::: Supplied records :::
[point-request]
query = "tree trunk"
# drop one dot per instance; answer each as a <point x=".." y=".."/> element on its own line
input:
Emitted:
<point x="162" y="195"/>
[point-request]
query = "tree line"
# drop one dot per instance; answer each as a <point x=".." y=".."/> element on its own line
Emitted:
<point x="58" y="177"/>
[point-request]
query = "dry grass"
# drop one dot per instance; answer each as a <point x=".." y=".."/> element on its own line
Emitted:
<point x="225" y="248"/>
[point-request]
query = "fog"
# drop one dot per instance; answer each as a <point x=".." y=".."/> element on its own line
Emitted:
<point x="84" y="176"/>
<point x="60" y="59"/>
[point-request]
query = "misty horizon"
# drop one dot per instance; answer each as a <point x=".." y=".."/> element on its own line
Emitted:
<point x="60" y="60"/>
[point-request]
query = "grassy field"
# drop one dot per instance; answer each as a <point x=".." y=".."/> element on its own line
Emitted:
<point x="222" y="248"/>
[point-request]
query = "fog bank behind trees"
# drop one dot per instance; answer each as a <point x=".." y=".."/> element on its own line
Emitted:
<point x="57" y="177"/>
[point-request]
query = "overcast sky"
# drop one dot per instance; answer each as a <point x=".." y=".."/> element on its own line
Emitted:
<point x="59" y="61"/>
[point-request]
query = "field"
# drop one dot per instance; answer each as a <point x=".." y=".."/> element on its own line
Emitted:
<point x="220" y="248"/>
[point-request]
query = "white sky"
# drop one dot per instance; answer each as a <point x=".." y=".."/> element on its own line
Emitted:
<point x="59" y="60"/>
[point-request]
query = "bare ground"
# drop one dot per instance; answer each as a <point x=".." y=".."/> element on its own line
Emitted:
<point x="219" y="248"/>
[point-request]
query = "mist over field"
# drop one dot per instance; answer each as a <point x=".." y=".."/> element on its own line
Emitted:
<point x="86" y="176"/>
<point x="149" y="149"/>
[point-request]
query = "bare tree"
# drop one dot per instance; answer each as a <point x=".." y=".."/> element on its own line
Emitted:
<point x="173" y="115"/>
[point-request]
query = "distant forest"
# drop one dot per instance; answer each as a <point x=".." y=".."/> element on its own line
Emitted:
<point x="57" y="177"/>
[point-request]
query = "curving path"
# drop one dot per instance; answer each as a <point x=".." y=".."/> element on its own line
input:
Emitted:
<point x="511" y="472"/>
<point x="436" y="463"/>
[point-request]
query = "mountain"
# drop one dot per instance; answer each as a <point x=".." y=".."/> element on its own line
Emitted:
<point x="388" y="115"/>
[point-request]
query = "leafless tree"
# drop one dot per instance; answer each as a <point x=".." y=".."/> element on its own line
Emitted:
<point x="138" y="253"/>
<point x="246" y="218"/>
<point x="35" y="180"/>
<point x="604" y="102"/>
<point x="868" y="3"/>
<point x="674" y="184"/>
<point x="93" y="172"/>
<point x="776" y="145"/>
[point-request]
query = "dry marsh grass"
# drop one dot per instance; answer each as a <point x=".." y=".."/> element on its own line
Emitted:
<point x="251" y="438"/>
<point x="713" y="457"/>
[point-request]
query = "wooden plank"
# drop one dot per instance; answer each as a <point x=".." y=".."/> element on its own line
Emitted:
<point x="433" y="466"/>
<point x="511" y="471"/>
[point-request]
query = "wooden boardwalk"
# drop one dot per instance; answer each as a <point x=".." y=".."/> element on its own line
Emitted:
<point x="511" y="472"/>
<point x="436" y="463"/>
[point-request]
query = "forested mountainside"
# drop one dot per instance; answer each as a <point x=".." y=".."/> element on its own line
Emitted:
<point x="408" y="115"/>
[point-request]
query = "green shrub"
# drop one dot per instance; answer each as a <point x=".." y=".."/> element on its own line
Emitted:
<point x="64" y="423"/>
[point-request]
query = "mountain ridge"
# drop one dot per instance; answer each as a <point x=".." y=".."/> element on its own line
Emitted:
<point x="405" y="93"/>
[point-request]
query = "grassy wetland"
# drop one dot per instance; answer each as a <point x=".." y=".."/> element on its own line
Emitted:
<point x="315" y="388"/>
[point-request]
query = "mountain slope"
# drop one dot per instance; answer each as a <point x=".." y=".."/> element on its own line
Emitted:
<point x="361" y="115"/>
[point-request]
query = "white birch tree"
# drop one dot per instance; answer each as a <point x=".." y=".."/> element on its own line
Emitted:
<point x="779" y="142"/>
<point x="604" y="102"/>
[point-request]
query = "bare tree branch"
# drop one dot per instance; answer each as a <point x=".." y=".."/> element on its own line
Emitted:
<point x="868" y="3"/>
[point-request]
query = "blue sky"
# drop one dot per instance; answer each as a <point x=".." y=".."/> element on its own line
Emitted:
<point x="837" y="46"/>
:::
::: Supplied records :::
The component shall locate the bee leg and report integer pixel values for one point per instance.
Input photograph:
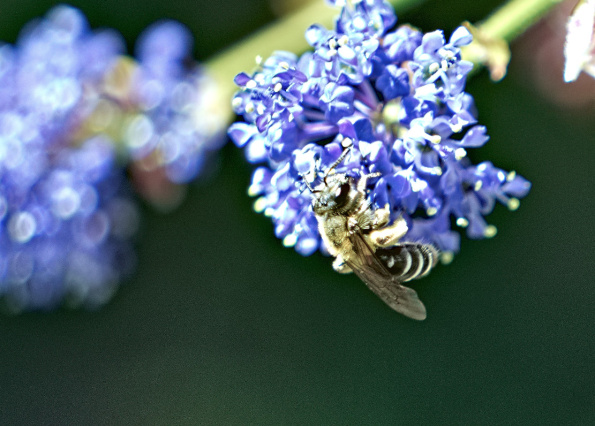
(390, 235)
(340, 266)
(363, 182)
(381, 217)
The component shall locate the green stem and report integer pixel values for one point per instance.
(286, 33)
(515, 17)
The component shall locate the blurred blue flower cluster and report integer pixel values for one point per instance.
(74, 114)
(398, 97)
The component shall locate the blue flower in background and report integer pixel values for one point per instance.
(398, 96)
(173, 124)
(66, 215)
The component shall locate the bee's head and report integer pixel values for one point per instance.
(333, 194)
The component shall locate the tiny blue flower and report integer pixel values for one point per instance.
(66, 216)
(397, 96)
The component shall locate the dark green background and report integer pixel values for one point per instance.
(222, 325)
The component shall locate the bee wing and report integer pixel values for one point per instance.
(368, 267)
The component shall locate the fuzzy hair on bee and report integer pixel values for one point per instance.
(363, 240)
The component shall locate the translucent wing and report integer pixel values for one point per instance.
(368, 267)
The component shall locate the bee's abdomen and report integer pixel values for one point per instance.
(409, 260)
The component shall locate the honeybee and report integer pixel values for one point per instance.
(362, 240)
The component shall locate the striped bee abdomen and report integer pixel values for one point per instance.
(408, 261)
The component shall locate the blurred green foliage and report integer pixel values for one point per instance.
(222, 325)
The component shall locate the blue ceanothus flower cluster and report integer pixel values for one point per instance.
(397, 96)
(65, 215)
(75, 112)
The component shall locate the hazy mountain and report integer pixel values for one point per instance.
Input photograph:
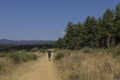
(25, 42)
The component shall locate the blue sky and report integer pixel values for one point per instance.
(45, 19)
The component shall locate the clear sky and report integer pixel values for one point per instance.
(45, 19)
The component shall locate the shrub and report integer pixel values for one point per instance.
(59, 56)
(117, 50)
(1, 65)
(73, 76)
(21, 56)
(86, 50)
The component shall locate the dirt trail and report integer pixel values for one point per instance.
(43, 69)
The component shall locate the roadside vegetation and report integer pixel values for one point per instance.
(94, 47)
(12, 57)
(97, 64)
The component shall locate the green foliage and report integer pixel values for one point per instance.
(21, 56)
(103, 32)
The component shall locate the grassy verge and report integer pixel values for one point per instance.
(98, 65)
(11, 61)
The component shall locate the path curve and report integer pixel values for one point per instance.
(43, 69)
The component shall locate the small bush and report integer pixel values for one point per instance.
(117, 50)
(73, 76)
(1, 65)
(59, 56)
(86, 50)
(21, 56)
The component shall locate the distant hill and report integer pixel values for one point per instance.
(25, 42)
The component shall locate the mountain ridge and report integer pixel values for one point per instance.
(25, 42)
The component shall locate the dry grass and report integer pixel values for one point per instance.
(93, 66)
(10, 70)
:::
**Written exercise**. Identify each line in the entries above that contains the string "blue", and reproduce every such line in full. Treat the match as case-sensitive.

**Complete output**.
query = "blue sky"
The component shall locate the blurred blue flower cluster and report integer pixel values for one point per instance.
The component shall locate the blue flower in background and report integer pixel values for one point per instance.
The component shall locate the tiny blue flower and report integer pixel values for one point per instance.
The component shall locate the blue ceanothus flower cluster and report integer pixel values for one point per instance.
The component shall locate the blue sky and report integer pixel values for one point per instance.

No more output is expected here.